Stored data
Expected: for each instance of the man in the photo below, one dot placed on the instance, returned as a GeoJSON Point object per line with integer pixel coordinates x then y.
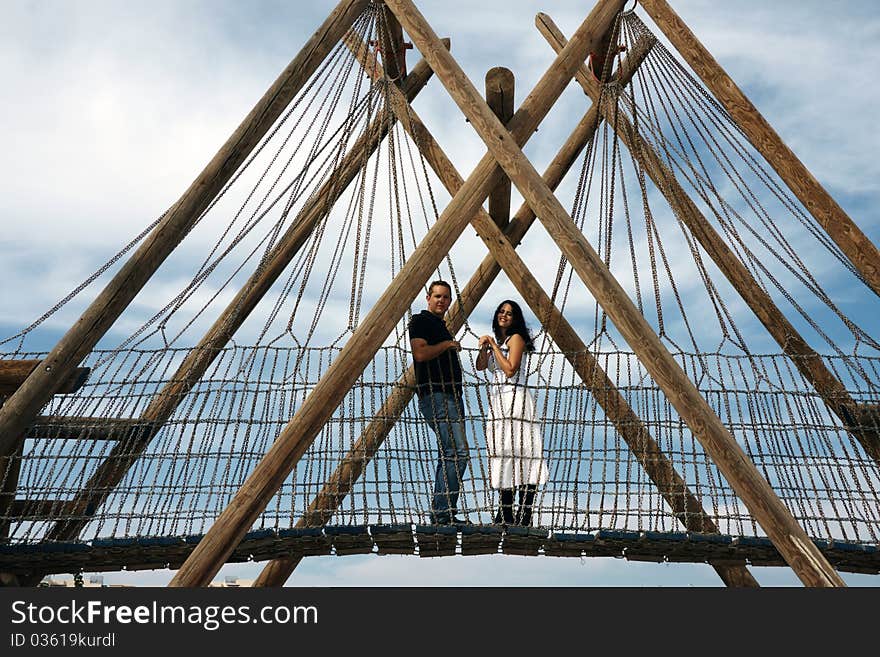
{"type": "Point", "coordinates": [438, 385]}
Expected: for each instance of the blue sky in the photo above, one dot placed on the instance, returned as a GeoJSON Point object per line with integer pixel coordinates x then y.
{"type": "Point", "coordinates": [112, 109]}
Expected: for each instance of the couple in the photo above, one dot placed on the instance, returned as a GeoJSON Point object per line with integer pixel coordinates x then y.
{"type": "Point", "coordinates": [513, 437]}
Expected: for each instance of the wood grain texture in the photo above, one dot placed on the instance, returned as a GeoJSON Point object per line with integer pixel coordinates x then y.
{"type": "Point", "coordinates": [295, 438]}
{"type": "Point", "coordinates": [684, 504]}
{"type": "Point", "coordinates": [15, 372]}
{"type": "Point", "coordinates": [776, 520]}
{"type": "Point", "coordinates": [24, 405]}
{"type": "Point", "coordinates": [839, 226]}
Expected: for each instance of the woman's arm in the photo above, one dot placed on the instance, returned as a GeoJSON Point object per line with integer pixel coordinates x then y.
{"type": "Point", "coordinates": [515, 348]}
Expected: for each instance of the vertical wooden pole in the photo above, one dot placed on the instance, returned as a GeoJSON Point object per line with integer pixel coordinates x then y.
{"type": "Point", "coordinates": [845, 233]}
{"type": "Point", "coordinates": [22, 407]}
{"type": "Point", "coordinates": [294, 440]}
{"type": "Point", "coordinates": [805, 359]}
{"type": "Point", "coordinates": [788, 537]}
{"type": "Point", "coordinates": [393, 48]}
{"type": "Point", "coordinates": [499, 97]}
{"type": "Point", "coordinates": [194, 366]}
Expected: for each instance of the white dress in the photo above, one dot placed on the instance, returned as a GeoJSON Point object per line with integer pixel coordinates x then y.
{"type": "Point", "coordinates": [513, 429]}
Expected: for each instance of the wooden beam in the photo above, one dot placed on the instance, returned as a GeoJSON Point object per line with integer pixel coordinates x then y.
{"type": "Point", "coordinates": [776, 520]}
{"type": "Point", "coordinates": [805, 359]}
{"type": "Point", "coordinates": [499, 96]}
{"type": "Point", "coordinates": [41, 509]}
{"type": "Point", "coordinates": [22, 407]}
{"type": "Point", "coordinates": [295, 438]}
{"type": "Point", "coordinates": [673, 488]}
{"type": "Point", "coordinates": [199, 359]}
{"type": "Point", "coordinates": [845, 233]}
{"type": "Point", "coordinates": [14, 372]}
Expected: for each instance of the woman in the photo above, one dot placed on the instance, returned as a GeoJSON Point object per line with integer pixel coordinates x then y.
{"type": "Point", "coordinates": [513, 430]}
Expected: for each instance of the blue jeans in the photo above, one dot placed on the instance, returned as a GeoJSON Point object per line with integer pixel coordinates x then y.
{"type": "Point", "coordinates": [444, 413]}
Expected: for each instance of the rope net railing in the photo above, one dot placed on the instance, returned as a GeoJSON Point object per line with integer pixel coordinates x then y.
{"type": "Point", "coordinates": [201, 456]}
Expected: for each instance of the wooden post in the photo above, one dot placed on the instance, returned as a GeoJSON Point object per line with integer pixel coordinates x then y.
{"type": "Point", "coordinates": [499, 96]}
{"type": "Point", "coordinates": [123, 456]}
{"type": "Point", "coordinates": [788, 537]}
{"type": "Point", "coordinates": [294, 440]}
{"type": "Point", "coordinates": [684, 504]}
{"type": "Point", "coordinates": [24, 405]}
{"type": "Point", "coordinates": [393, 47]}
{"type": "Point", "coordinates": [808, 362]}
{"type": "Point", "coordinates": [845, 233]}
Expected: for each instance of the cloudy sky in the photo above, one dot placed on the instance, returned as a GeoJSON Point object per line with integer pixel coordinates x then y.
{"type": "Point", "coordinates": [110, 109]}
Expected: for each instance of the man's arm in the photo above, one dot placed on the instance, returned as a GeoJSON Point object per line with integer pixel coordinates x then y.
{"type": "Point", "coordinates": [423, 351]}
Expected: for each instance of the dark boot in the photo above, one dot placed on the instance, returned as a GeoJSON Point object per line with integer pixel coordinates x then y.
{"type": "Point", "coordinates": [526, 501]}
{"type": "Point", "coordinates": [505, 511]}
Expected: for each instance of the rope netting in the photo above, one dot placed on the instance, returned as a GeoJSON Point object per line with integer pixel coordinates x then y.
{"type": "Point", "coordinates": [324, 214]}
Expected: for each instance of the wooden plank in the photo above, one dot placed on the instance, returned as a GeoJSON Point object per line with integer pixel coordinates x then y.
{"type": "Point", "coordinates": [805, 359]}
{"type": "Point", "coordinates": [14, 372]}
{"type": "Point", "coordinates": [51, 427]}
{"type": "Point", "coordinates": [839, 226]}
{"type": "Point", "coordinates": [199, 359]}
{"type": "Point", "coordinates": [791, 540]}
{"type": "Point", "coordinates": [361, 347]}
{"type": "Point", "coordinates": [22, 407]}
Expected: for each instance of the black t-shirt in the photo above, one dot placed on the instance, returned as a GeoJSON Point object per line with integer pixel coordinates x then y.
{"type": "Point", "coordinates": [441, 374]}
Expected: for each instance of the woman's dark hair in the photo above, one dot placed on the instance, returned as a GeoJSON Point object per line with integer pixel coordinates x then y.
{"type": "Point", "coordinates": [517, 326]}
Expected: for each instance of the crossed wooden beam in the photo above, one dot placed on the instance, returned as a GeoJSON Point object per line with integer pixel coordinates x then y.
{"type": "Point", "coordinates": [504, 153]}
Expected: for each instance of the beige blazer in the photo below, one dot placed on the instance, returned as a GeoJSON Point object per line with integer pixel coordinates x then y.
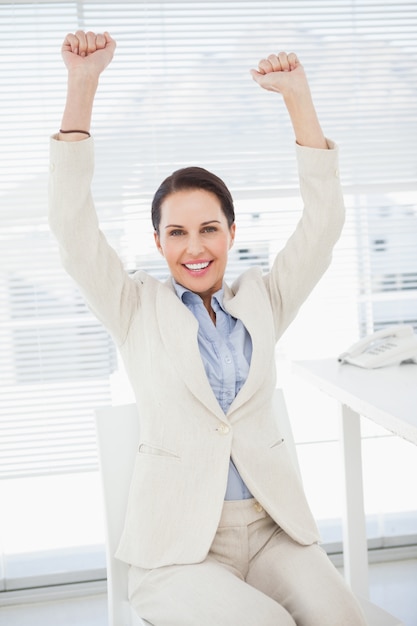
{"type": "Point", "coordinates": [179, 480]}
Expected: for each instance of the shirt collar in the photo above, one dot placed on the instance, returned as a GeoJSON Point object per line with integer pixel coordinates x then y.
{"type": "Point", "coordinates": [180, 290]}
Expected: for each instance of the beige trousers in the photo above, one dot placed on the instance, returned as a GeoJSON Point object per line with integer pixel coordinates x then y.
{"type": "Point", "coordinates": [254, 575]}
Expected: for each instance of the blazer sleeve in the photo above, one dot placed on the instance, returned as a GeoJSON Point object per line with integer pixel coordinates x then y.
{"type": "Point", "coordinates": [85, 253]}
{"type": "Point", "coordinates": [307, 254]}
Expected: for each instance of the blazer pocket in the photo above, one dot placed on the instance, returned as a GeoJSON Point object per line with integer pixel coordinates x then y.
{"type": "Point", "coordinates": [148, 450]}
{"type": "Point", "coordinates": [277, 443]}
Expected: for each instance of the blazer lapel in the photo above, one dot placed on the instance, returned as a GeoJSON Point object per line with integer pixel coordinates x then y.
{"type": "Point", "coordinates": [244, 306]}
{"type": "Point", "coordinates": [179, 329]}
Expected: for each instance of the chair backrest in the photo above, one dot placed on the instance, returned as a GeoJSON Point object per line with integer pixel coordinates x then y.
{"type": "Point", "coordinates": [117, 438]}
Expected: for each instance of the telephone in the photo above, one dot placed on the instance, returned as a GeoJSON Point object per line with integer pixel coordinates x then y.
{"type": "Point", "coordinates": [388, 346]}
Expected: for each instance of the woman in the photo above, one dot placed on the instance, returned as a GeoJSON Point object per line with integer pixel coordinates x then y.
{"type": "Point", "coordinates": [218, 530]}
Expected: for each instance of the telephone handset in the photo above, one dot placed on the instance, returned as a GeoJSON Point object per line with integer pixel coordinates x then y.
{"type": "Point", "coordinates": [388, 346]}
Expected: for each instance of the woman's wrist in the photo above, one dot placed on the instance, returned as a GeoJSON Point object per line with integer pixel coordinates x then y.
{"type": "Point", "coordinates": [305, 122]}
{"type": "Point", "coordinates": [77, 115]}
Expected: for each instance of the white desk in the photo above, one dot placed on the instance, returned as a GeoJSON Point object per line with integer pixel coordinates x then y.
{"type": "Point", "coordinates": [388, 396]}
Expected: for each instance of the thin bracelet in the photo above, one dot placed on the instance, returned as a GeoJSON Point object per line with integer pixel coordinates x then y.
{"type": "Point", "coordinates": [83, 132]}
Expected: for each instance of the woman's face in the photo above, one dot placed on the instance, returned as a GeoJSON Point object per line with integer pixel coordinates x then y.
{"type": "Point", "coordinates": [195, 239]}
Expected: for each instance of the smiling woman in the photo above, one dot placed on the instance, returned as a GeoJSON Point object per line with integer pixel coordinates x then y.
{"type": "Point", "coordinates": [56, 361]}
{"type": "Point", "coordinates": [218, 380]}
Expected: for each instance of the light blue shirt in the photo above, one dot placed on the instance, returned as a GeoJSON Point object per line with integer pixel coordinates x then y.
{"type": "Point", "coordinates": [226, 351]}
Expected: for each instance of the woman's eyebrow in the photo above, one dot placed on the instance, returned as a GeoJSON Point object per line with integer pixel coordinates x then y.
{"type": "Point", "coordinates": [202, 224]}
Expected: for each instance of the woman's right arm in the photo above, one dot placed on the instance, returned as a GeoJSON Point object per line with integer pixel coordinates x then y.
{"type": "Point", "coordinates": [86, 56]}
{"type": "Point", "coordinates": [85, 253]}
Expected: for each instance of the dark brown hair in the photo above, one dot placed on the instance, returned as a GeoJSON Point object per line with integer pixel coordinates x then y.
{"type": "Point", "coordinates": [193, 178]}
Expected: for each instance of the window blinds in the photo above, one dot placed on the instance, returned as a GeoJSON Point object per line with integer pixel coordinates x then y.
{"type": "Point", "coordinates": [179, 92]}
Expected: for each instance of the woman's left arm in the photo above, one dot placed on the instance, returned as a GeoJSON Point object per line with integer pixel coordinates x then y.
{"type": "Point", "coordinates": [307, 254]}
{"type": "Point", "coordinates": [284, 74]}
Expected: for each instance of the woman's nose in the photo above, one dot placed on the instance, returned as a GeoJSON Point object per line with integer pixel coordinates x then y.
{"type": "Point", "coordinates": [194, 245]}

• _OBJECTIVE_
Reproduce every line of the material from the line containing "Expected: for each instance of the woman's nose" through the end of the material, requests included, offsetting each coordinate value in the answers by -92.

• _EXERCISE SOLUTION_
Expected: for each instance of the woman's nose in the photo above, one dot placed on the instance, returned as a GeoJSON Point object per line with integer pixel coordinates x then y.
{"type": "Point", "coordinates": [102, 153]}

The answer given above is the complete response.